» **Problem to work on**: Take the entries below and reproduce them word for word.

== Material for this task

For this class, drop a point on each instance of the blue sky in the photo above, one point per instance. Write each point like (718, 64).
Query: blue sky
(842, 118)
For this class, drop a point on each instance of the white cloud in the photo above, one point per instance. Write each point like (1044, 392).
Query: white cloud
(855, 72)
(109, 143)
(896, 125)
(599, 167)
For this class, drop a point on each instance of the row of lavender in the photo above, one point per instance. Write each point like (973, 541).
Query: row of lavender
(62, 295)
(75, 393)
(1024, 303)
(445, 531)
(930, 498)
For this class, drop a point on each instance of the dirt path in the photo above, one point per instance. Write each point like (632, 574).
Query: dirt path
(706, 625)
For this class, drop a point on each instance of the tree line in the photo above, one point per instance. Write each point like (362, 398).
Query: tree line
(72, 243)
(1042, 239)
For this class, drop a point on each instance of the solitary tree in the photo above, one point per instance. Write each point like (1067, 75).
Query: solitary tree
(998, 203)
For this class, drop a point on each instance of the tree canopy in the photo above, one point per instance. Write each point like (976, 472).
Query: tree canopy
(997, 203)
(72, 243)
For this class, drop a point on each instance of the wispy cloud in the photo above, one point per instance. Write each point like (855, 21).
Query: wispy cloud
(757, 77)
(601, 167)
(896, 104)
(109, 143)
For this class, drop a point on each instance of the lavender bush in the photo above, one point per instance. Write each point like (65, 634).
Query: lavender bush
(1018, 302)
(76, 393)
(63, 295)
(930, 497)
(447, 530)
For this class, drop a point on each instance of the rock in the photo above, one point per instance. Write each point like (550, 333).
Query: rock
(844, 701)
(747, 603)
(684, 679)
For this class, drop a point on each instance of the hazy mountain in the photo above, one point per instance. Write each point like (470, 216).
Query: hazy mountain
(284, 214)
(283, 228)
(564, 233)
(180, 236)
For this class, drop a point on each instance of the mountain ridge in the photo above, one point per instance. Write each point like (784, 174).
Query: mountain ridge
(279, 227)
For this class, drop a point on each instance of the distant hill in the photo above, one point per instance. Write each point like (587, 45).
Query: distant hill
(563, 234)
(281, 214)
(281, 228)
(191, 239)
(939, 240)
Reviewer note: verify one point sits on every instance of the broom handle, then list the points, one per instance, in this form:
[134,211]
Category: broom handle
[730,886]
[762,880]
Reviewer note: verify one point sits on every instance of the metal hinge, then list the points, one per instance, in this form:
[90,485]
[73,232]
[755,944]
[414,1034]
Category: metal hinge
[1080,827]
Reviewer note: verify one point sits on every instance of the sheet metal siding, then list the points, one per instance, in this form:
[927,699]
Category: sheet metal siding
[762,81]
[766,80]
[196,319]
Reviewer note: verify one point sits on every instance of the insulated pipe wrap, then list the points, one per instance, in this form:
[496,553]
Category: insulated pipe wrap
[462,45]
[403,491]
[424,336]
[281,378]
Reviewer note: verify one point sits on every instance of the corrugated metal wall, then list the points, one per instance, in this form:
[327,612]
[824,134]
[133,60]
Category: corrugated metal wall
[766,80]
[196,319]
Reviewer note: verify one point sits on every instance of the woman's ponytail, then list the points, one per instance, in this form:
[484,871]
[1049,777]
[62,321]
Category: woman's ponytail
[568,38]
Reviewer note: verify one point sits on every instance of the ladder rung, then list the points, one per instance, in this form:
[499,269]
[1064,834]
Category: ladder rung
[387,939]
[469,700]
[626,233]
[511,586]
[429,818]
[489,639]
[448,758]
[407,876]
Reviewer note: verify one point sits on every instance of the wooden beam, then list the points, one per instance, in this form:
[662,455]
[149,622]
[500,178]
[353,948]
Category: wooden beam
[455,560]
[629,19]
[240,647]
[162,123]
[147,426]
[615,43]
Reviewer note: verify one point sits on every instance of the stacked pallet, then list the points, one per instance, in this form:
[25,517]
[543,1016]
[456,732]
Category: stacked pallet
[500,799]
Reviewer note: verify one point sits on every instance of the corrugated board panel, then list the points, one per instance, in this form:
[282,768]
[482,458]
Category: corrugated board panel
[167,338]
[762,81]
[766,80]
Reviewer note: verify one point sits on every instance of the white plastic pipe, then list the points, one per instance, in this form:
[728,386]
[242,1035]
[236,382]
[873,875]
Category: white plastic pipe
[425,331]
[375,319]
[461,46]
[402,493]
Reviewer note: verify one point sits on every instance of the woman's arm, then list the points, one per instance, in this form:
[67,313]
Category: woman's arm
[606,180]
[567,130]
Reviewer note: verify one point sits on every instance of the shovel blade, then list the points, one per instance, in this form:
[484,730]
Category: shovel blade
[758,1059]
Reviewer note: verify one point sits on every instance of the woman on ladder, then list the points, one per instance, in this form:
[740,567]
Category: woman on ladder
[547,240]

====

» **Output of the task**:
For this class, drop a point on each instance of the blue sky in the photo above, one point per instance. Write each point like (718, 64).
Query: blue sky
(842, 118)
For this class, drop a point on each instance of the white cloud in the photo above, one point per instance. Write each point like (1044, 392).
Query: white cloud
(855, 72)
(109, 143)
(896, 125)
(599, 167)
For this class, drop a point on each instance of the row of lavender in the photo above, one point per instance. Write each point like (973, 541).
Query: row of lavender
(62, 295)
(75, 393)
(1024, 303)
(445, 531)
(930, 498)
For this class, drop a point on each instance of the dirt path in the photo above, one point per instance. Write each point like (632, 574).
Query: dirt path
(706, 625)
For this class, drop a point on each instance of the tree line in the photo above, one point per instance. Write each point like (362, 398).
Query: tree line
(72, 243)
(1042, 239)
For this class, drop a point on each instance of the solitary tree in the photo above, one point per instance. Write each point like (1067, 75).
Query: solitary tree
(998, 203)
For this class, drop a point on each instance of the tree canopy in the photo above, one point per instance. Write each point like (976, 472).
Query: tree canopy
(997, 203)
(72, 243)
For this class, drop a point on each instance of the wispy cloud in the photo above, one point per instance. Write each point like (855, 21).
Query: wispy cloud
(757, 77)
(601, 167)
(896, 104)
(109, 143)
For this class, drop a point on each instance of the lavender bush in the photo above, one point per instance. Write each point like (65, 634).
Query: lavender bush
(1018, 302)
(76, 393)
(63, 295)
(930, 497)
(447, 530)
For this class, drop a point on each instance of the rock in the photo above, one point per instance. Write each point like (550, 333).
Query: rock
(844, 701)
(747, 603)
(684, 679)
For this class, drop a point on each instance of the hazy mountain in the photo above, one point per instance. Write each point like (470, 216).
Query: hazy mountain
(284, 214)
(283, 228)
(564, 233)
(180, 236)
For this class, drop a point on each instance of the mountain ridge in the photo above, one point per instance. Write each point like (784, 174).
Query: mountain ridge
(279, 227)
For this class, drop a point on each instance of the distant hill in the photo above, one point per instance. Write each point like (587, 45).
Query: distant hill
(563, 234)
(281, 214)
(281, 228)
(191, 239)
(939, 240)
Reviewer note: verify one point sits on every instance of the broom handle, then list the points, one per instance, in this form:
[134,211]
Category: broom handle
[730,886]
[762,880]
Reviewer note: verify one point sits on every instance of the metal hinge, then list the points, one per instance, in this form:
[90,485]
[73,232]
[755,944]
[414,1034]
Category: metal hinge
[1080,827]
Reviewer note: verify one point sits on every instance of the sheet metal siding, then list the points, one per instance, in this form:
[927,699]
Category: sheet metal siding
[762,81]
[766,80]
[196,319]
Reviewer note: verify one point sits on every instance of the insulated pipe wrap, then list the points, one per instance, in this form:
[496,553]
Category: insulated pipe wrap
[462,45]
[403,491]
[424,336]
[281,378]
Reviewer note: verify one point sits on every instance of the corrugated metal wall, then list the points, one per instance, in this form:
[327,612]
[824,134]
[133,60]
Category: corrugated metal wall
[766,80]
[196,319]
Reviewer note: verify one point sits on every instance of the woman's ponytail, then list the points, one per instance, in this form:
[484,871]
[1049,777]
[62,321]
Category: woman's ponytail
[568,38]
Reviewer note: verify one point sits on every instance of the ladder rung, then list the points, one per instance, in this form:
[499,269]
[1064,834]
Category: ladder rung
[387,939]
[469,700]
[626,233]
[511,586]
[429,818]
[489,639]
[448,758]
[407,876]
Reviewer note: verify one point sits on every instance of the wooden beam, then list the points, one per instance, in this form:
[662,455]
[149,622]
[500,178]
[353,948]
Category: wooden beam
[455,560]
[629,19]
[240,647]
[162,123]
[147,426]
[615,43]
Reviewer note: verify one point sits on every instance of the stacked pallet, then list the points, one per instance, in this form:
[25,517]
[543,1016]
[456,732]
Category: stacked pallet
[500,799]
Reviewer note: verify one point sits on every instance of the corrugated board panel, then list the points, one per instance, in this form:
[282,768]
[482,458]
Category: corrugated board panel
[167,338]
[762,81]
[766,80]
Reviewer note: verify one point sits on every instance of the white plastic pipe, then list the points, one per instance, in this form:
[728,386]
[242,1035]
[236,382]
[873,875]
Category: white plastic pipe
[425,331]
[375,319]
[461,46]
[402,493]
Reviewer note: verify one point sits on every instance of the woman's arm, then list the points, one per instance, in this form:
[67,313]
Category: woman's arm
[606,180]
[567,130]
Reviewer note: verify one point sits on every instance of the shovel blade, then list the points, one per instance, in this form:
[484,730]
Category: shovel blade
[758,1059]
Reviewer note: verify one point sits on every instance of the woman on ladder, then list the points, one per instance, in this form:
[740,567]
Category: woman on ladder
[547,240]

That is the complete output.